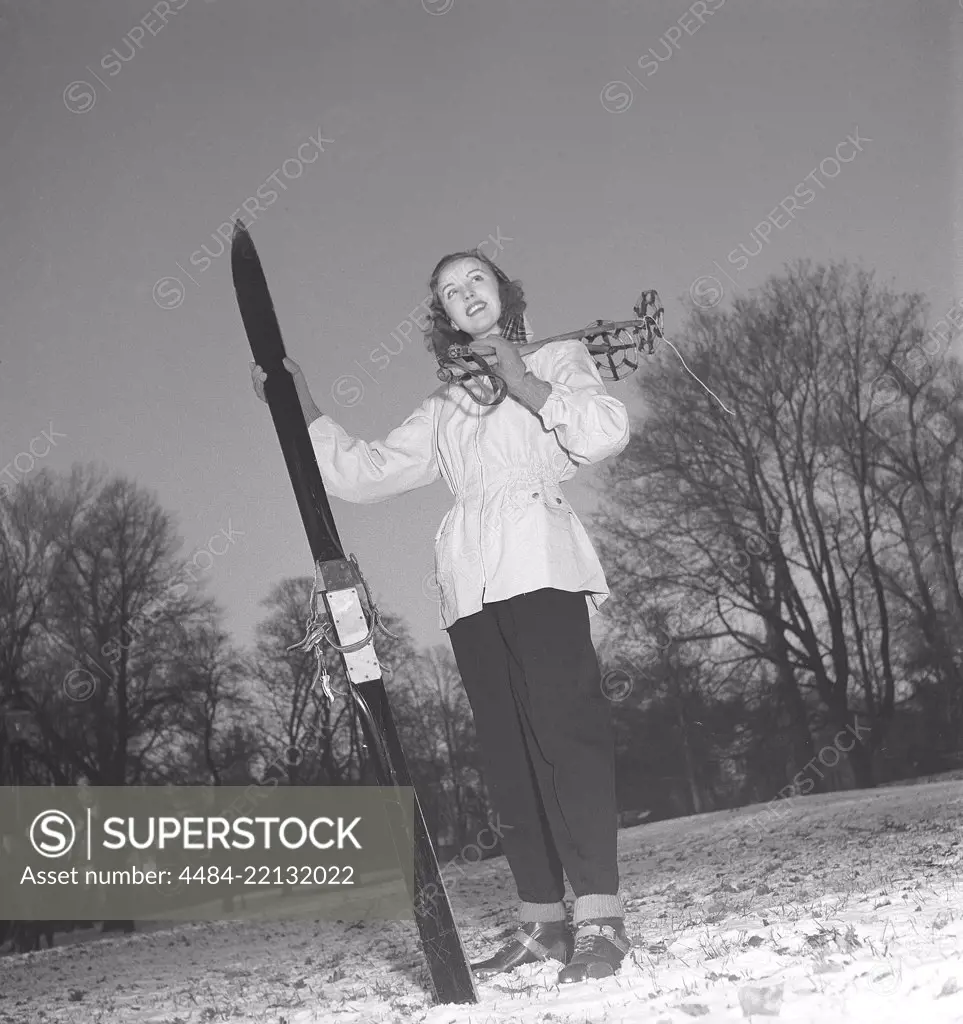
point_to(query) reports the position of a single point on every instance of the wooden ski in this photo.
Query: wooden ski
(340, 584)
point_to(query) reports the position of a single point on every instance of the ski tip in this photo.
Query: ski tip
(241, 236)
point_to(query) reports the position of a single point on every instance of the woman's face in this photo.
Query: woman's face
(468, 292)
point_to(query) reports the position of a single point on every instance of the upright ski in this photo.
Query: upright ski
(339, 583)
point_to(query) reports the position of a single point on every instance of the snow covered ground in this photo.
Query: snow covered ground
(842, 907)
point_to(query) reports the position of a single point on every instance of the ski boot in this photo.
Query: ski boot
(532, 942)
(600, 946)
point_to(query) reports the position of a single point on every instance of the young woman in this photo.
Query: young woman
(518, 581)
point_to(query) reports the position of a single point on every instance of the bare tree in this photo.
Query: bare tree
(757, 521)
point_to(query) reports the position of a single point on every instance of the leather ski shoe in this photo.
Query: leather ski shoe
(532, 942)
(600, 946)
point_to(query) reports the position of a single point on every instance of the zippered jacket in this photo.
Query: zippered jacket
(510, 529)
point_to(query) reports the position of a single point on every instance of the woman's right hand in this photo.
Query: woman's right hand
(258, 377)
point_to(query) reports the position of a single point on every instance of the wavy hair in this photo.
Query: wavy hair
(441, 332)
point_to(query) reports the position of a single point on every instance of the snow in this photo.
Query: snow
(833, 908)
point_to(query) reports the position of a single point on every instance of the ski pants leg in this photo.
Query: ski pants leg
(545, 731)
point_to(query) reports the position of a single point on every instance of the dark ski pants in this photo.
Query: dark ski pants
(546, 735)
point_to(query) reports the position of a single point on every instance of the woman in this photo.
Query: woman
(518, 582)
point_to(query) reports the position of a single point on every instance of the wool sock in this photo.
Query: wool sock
....................
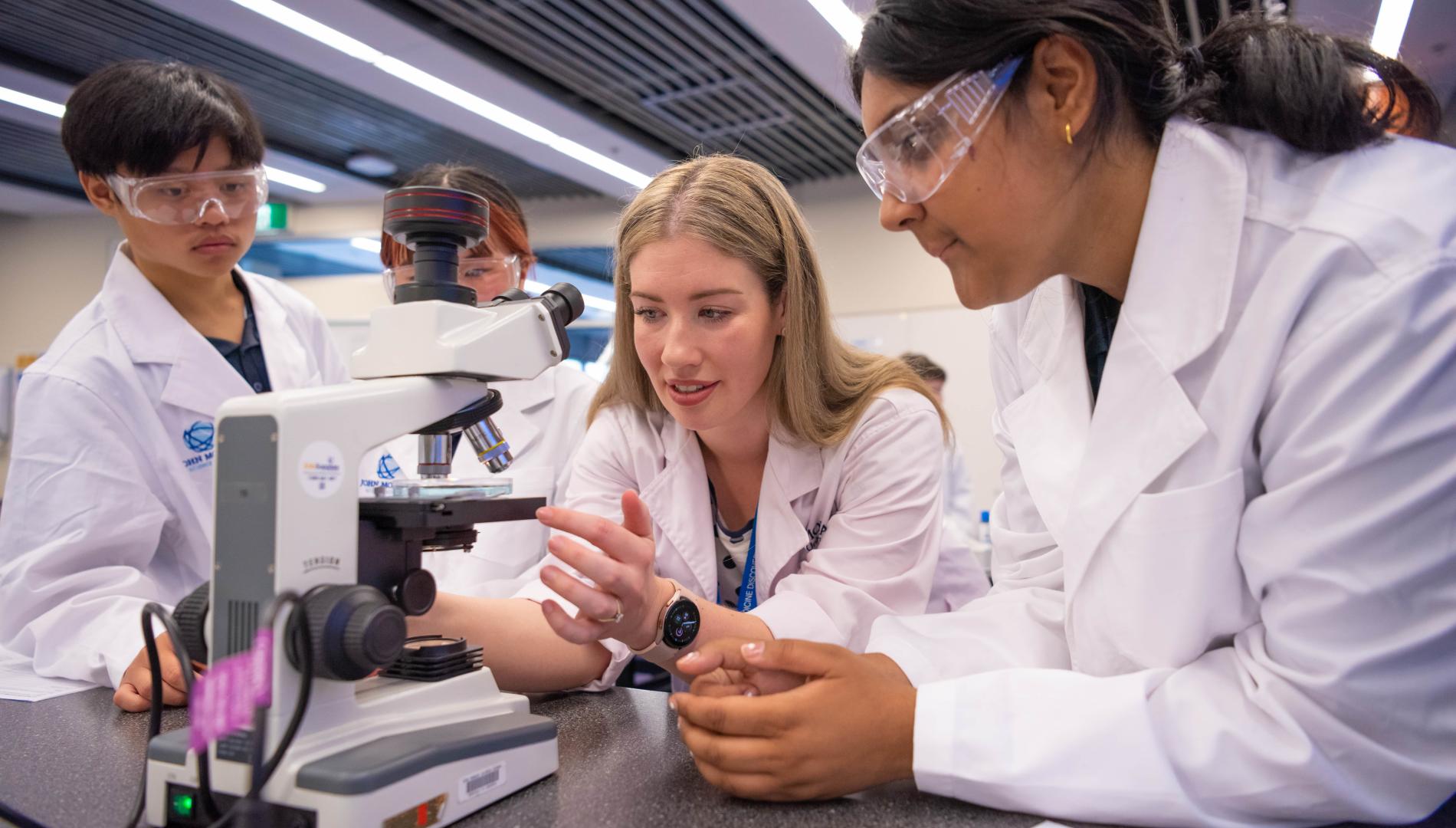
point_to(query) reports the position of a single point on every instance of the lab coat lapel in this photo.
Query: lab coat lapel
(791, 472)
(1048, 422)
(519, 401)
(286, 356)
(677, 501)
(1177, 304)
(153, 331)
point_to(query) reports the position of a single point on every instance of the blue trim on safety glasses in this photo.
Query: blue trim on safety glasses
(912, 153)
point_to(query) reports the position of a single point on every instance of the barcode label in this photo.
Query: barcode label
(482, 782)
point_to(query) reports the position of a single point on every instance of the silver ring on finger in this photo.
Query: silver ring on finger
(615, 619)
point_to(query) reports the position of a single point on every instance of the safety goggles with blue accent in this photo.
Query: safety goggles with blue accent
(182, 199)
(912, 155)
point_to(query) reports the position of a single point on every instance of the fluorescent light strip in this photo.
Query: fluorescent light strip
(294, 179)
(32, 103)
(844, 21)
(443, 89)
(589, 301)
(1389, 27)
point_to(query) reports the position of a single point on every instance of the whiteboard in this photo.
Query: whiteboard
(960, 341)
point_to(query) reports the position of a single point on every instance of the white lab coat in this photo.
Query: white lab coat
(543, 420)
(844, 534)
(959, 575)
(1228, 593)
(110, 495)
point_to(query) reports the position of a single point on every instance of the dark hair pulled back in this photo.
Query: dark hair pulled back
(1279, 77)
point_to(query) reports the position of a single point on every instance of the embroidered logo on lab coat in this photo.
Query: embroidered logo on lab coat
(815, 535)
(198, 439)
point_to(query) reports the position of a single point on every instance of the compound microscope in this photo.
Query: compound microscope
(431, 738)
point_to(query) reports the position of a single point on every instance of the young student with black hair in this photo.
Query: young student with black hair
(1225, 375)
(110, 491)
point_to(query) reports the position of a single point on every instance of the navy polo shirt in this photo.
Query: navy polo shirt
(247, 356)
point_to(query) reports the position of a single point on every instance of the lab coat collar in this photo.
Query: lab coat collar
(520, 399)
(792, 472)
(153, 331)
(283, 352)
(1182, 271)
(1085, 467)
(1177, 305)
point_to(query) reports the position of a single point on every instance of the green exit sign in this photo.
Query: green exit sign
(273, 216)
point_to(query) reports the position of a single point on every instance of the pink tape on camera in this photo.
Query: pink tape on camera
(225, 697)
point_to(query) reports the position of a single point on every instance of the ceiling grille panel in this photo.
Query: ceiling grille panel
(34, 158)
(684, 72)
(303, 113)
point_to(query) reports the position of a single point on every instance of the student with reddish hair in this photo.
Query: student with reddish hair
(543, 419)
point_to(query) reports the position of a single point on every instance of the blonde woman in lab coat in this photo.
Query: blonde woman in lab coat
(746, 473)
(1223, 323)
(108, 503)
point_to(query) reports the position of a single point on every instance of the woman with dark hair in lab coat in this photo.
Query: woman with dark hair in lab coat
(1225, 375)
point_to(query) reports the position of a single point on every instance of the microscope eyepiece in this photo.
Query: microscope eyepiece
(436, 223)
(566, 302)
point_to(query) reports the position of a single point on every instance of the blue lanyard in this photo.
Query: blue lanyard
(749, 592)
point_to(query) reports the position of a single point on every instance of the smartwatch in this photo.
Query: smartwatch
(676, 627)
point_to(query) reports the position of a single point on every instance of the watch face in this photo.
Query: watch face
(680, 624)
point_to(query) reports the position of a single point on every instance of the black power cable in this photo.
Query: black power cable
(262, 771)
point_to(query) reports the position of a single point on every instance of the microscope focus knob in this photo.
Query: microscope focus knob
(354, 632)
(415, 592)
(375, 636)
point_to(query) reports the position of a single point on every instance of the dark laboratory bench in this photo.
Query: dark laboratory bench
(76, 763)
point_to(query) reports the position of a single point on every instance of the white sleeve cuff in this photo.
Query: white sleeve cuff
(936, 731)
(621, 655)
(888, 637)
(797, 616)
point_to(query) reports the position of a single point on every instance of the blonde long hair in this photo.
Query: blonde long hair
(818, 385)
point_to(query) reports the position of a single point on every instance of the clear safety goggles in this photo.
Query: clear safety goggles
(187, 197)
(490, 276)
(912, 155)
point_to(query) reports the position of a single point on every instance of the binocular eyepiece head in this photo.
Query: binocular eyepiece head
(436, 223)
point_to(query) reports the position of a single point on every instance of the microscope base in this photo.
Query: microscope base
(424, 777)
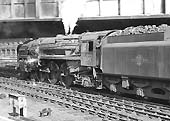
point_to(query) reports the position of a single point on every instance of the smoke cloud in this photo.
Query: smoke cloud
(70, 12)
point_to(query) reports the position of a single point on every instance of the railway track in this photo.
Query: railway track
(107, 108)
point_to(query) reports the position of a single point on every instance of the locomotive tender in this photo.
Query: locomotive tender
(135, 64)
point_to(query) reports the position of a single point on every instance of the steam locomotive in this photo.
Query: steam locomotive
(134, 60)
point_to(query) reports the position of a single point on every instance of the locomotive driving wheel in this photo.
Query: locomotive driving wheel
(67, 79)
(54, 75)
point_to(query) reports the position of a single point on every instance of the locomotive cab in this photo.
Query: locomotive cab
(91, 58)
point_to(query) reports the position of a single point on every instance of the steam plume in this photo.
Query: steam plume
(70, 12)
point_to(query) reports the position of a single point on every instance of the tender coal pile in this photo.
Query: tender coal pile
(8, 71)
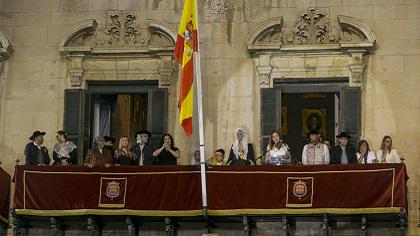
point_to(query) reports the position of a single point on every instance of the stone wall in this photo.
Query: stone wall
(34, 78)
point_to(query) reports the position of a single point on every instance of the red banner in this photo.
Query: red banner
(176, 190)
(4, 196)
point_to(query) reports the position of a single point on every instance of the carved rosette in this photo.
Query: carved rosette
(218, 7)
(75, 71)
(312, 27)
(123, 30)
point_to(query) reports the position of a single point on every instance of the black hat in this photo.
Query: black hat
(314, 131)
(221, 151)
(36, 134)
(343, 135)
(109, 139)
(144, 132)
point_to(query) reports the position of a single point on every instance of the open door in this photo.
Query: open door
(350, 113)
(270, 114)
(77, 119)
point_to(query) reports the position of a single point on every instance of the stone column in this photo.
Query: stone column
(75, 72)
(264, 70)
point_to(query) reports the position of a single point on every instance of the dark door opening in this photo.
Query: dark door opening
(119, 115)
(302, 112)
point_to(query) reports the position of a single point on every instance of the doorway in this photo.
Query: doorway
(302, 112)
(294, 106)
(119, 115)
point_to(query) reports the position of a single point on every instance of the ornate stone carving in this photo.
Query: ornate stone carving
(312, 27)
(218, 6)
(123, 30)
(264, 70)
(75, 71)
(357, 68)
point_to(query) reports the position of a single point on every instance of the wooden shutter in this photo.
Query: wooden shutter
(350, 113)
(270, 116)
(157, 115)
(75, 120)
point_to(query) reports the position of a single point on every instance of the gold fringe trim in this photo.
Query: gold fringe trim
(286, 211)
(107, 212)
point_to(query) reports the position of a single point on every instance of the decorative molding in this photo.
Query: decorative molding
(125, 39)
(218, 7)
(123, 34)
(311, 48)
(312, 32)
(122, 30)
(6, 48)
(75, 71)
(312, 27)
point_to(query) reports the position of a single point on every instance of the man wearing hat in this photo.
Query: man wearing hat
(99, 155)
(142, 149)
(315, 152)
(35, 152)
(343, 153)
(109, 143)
....................
* [Description of the task]
Each line of the material that contains "wool" is to be counted, and only the total stated.

* [Solution for this task]
2